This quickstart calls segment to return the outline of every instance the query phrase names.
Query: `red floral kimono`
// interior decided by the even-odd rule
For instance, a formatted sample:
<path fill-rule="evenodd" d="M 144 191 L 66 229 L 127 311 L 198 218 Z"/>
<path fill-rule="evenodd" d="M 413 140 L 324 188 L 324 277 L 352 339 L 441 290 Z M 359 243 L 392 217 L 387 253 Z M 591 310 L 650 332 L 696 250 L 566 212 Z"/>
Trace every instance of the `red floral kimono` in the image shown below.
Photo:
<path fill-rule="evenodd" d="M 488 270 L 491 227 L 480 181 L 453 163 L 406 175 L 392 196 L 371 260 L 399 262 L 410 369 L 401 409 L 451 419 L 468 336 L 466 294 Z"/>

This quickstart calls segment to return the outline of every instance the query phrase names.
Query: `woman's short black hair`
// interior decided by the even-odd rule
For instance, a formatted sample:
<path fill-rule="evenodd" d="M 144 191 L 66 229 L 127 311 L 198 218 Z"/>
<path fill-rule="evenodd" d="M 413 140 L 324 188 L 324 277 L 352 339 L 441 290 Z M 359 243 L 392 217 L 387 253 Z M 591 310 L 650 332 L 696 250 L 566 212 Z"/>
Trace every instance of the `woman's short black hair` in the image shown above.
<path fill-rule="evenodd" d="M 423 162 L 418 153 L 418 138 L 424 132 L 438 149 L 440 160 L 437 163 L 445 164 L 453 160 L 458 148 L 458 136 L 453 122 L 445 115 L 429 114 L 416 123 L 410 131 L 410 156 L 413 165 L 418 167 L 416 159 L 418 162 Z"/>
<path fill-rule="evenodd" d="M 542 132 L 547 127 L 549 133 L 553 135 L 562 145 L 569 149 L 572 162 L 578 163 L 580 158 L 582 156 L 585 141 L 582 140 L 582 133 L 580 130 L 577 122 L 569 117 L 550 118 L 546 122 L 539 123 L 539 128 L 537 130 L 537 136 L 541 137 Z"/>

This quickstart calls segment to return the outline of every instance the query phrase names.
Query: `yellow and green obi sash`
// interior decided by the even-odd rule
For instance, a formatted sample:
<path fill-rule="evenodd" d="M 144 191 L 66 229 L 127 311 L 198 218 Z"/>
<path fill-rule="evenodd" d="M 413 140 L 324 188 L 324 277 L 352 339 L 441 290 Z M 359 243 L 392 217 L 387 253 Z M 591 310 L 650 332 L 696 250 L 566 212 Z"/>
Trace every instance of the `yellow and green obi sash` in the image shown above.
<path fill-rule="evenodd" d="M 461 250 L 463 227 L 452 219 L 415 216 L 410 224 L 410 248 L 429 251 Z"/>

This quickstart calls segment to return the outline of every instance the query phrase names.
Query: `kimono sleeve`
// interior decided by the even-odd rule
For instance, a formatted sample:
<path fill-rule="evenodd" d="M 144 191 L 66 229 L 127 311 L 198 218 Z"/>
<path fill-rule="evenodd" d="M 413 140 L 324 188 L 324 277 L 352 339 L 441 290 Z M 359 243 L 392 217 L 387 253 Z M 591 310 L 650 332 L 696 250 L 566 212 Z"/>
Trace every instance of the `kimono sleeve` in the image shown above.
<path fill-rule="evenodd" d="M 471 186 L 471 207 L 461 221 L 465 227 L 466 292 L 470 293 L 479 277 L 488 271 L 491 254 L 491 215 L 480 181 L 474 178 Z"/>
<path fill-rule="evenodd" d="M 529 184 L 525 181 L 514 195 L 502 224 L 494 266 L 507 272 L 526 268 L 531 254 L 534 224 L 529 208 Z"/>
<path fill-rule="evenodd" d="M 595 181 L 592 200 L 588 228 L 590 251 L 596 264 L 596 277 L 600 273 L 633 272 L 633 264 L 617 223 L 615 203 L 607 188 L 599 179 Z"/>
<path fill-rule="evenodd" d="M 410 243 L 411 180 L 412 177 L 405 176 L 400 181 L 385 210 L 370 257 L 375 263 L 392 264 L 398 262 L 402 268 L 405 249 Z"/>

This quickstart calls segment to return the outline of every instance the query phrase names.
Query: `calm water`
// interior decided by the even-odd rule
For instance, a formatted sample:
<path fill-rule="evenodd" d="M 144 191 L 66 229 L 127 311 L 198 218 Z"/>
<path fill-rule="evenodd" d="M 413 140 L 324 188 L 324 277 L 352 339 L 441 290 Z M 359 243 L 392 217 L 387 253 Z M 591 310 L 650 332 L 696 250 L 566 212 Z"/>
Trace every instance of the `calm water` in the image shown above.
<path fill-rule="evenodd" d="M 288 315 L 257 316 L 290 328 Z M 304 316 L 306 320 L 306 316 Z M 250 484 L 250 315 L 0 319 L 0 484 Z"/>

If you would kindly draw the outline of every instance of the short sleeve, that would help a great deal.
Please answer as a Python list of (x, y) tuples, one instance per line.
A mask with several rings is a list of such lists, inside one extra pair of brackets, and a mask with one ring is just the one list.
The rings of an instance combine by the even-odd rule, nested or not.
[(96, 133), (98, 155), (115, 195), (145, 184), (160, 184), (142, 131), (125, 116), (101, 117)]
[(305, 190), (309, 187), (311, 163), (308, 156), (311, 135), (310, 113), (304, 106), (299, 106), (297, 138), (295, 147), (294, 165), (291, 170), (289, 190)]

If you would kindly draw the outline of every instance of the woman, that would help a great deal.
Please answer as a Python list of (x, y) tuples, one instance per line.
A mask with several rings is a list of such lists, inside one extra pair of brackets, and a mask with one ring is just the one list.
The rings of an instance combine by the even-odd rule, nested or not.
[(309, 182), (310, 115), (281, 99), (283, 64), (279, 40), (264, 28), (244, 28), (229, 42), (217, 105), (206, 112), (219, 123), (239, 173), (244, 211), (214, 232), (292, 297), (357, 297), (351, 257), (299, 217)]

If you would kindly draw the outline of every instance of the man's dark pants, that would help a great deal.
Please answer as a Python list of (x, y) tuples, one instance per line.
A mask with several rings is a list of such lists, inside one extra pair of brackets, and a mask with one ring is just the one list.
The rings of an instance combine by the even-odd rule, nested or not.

■ ■ ■ ■ ■ ■ ■

_Given exercise_
Rescale everything from the start of the records down to the line containing "542 132 L 547", both ends included, reproducing every line with the requests unchanged. Multiply each coordinate in the answers by 1.4 and round to whole numbers, with halves rounding up.

_Exercise result_
This quickstart calls segment to return the outline of every instance the query phrase names.
Query: `red floral kimono`
// interior decided by the even-odd rule
For instance, a formatted sample:
<path fill-rule="evenodd" d="M 144 191 L 66 229 L 127 311 L 198 218 Z"/>
<path fill-rule="evenodd" d="M 413 140 L 324 188 L 324 277 L 352 339 L 441 290 Z M 359 243 L 392 217 L 387 253 Z M 591 310 L 650 332 L 696 250 L 566 212 Z"/>
Trace every instance of the `red floral kimono` in the image shown below.
Photo:
<path fill-rule="evenodd" d="M 683 378 L 687 318 L 672 253 L 634 228 L 568 245 L 549 274 L 519 364 L 559 367 L 574 517 L 561 573 L 631 587 L 655 470 L 652 412 Z"/>

This quickstart calls segment to return the outline of every instance the query phrase names.
Query: `woman's short black hair`
// interior decided by the even-odd rule
For instance, a formatted sample:
<path fill-rule="evenodd" d="M 144 191 L 66 229 L 127 311 L 198 218 Z"/>
<path fill-rule="evenodd" d="M 413 140 L 324 188 L 324 277 L 352 339 L 441 290 Z M 359 243 L 392 217 L 387 253 Z M 591 310 L 650 332 L 696 250 L 566 212 Z"/>
Trace every instance of the `woman's short black hair` in the image shown above.
<path fill-rule="evenodd" d="M 592 227 L 585 214 L 585 193 L 594 185 L 613 209 L 616 224 L 612 228 L 623 230 L 634 224 L 641 207 L 641 190 L 634 171 L 623 161 L 601 160 L 582 172 L 574 183 L 574 218 L 578 231 L 585 234 L 582 223 L 585 227 Z"/>
<path fill-rule="evenodd" d="M 759 185 L 766 178 L 769 186 L 774 189 L 787 203 L 797 209 L 801 227 L 809 228 L 812 221 L 815 218 L 819 197 L 815 196 L 815 186 L 812 182 L 808 171 L 797 164 L 770 165 L 764 171 L 755 172 L 755 179 L 752 182 L 752 190 L 757 192 Z"/>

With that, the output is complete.